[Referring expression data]
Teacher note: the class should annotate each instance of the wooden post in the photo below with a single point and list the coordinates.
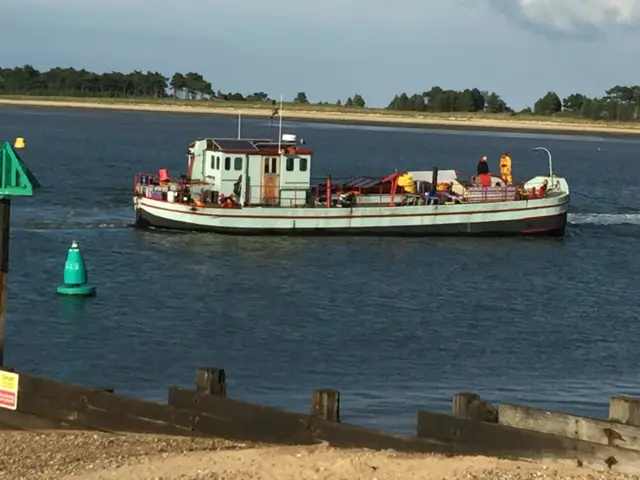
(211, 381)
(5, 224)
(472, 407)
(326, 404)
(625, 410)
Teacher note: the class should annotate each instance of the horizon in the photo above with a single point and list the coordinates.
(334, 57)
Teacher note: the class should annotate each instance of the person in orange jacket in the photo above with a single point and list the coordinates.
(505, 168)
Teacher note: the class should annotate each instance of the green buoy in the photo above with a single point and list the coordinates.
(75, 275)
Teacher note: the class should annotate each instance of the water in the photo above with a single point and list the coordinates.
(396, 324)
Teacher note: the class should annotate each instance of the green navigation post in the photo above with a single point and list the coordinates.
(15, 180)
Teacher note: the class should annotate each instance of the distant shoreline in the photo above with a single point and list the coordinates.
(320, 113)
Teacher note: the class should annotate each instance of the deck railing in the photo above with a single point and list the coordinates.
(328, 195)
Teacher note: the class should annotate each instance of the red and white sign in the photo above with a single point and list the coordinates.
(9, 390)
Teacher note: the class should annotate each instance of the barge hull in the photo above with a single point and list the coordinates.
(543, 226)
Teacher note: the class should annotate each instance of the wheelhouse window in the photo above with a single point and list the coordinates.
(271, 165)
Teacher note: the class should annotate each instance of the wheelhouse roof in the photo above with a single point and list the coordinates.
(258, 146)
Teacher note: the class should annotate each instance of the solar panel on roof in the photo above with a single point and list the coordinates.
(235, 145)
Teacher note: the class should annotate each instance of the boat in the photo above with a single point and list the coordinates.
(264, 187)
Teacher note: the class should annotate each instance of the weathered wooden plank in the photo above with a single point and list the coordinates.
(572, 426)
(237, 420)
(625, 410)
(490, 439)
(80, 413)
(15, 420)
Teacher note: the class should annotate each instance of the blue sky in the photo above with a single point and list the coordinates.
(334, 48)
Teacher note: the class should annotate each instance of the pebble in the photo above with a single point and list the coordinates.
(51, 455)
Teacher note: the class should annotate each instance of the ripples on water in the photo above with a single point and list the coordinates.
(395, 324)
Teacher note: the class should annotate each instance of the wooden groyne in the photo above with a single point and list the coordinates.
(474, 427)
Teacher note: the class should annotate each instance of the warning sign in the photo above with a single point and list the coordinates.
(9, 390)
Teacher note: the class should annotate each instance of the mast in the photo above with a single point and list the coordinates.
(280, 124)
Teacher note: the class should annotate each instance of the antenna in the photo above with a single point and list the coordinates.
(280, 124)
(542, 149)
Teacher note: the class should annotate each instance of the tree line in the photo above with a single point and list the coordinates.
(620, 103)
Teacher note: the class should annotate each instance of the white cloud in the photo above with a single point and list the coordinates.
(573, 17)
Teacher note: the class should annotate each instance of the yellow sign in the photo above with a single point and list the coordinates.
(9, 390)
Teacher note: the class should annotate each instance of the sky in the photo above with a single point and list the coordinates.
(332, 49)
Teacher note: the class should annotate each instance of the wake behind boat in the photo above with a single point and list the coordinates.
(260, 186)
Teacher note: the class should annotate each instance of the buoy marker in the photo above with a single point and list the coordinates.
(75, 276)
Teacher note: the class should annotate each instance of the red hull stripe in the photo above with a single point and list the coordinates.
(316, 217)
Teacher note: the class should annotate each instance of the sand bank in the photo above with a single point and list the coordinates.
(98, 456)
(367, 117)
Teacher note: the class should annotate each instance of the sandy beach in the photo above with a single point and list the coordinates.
==
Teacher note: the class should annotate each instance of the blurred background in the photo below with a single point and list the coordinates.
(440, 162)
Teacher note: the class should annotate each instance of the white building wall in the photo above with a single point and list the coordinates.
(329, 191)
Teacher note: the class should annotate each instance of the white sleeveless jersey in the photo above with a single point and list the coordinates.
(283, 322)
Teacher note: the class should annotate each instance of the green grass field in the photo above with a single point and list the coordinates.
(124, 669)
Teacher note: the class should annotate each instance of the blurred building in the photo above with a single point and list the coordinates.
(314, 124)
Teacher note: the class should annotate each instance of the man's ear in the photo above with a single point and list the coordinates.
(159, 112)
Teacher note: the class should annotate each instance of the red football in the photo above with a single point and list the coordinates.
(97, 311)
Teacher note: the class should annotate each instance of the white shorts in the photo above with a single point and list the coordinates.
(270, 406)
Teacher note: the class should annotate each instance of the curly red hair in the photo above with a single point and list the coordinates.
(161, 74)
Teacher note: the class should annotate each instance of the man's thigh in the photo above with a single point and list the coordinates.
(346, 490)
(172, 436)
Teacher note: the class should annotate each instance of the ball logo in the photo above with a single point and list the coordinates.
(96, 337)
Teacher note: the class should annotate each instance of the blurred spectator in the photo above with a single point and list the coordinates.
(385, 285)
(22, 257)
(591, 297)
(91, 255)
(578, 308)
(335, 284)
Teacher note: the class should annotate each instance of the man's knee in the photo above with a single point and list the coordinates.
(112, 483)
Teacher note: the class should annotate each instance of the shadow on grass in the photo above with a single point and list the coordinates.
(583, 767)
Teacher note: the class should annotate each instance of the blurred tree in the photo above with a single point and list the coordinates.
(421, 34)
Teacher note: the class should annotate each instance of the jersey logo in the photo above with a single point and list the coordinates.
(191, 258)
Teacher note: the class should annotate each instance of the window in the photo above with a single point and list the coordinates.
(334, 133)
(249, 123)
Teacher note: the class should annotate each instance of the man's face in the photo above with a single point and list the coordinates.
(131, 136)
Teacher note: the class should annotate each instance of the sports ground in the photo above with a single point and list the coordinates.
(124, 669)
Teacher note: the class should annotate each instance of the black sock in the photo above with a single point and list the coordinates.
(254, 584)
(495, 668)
* * *
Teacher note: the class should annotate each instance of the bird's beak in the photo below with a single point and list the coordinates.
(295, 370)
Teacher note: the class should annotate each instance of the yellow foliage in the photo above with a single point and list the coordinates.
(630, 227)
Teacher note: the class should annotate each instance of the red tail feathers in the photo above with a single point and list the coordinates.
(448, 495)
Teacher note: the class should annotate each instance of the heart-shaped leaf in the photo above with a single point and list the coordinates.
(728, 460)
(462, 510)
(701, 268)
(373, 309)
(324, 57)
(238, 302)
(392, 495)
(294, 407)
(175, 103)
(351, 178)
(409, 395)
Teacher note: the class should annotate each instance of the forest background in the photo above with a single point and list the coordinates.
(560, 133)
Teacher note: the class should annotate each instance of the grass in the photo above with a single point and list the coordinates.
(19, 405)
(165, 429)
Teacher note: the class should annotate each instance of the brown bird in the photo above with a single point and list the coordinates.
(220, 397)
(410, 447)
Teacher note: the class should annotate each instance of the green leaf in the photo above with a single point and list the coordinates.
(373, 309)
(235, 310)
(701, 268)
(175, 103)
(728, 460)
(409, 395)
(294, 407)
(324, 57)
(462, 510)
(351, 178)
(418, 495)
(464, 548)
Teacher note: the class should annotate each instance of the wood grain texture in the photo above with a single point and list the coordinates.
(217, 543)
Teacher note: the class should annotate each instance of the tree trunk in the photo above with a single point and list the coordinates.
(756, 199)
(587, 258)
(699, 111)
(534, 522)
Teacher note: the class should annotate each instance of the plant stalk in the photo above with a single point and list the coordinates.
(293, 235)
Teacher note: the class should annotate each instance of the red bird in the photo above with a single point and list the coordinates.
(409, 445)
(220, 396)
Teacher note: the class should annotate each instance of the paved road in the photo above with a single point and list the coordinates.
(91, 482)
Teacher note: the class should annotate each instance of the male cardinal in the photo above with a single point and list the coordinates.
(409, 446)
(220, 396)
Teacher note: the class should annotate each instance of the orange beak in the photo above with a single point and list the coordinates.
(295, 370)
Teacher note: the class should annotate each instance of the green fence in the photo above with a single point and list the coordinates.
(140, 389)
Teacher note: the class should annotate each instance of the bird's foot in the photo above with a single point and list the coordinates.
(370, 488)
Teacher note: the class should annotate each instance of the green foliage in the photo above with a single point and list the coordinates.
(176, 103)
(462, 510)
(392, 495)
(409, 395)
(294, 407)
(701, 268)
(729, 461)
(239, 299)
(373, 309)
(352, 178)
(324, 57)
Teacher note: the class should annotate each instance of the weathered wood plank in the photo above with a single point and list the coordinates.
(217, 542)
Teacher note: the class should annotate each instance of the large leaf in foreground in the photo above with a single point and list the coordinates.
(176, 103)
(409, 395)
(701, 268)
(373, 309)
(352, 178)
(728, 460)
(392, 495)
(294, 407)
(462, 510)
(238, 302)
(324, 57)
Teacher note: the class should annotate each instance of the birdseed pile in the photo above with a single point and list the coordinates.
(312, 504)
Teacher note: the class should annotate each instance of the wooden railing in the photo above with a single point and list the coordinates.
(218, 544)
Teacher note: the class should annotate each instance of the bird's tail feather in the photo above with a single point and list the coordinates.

What needs to be done: Taking the line with "of the buoy" as the first and the line with "of the sandy" as the last, retype that stretch of the data above exactly, with no other lines.

Result of the task:
Teacher note: the class should annotate each instance of the buoy marker in the photo above with a single point and list the coordinates.
(75, 276)
Teacher note: the class should annotate each instance of the red hull stripe in the photo above with a single point and list the coordinates.
(316, 217)
Teacher note: the class should annotate each instance of the sand bank in the photo above with a single point and list the coordinates.
(98, 456)
(367, 117)
Teacher note: the class should annotate each instance of the sandy beach in the photo above with a single point and list the coordinates.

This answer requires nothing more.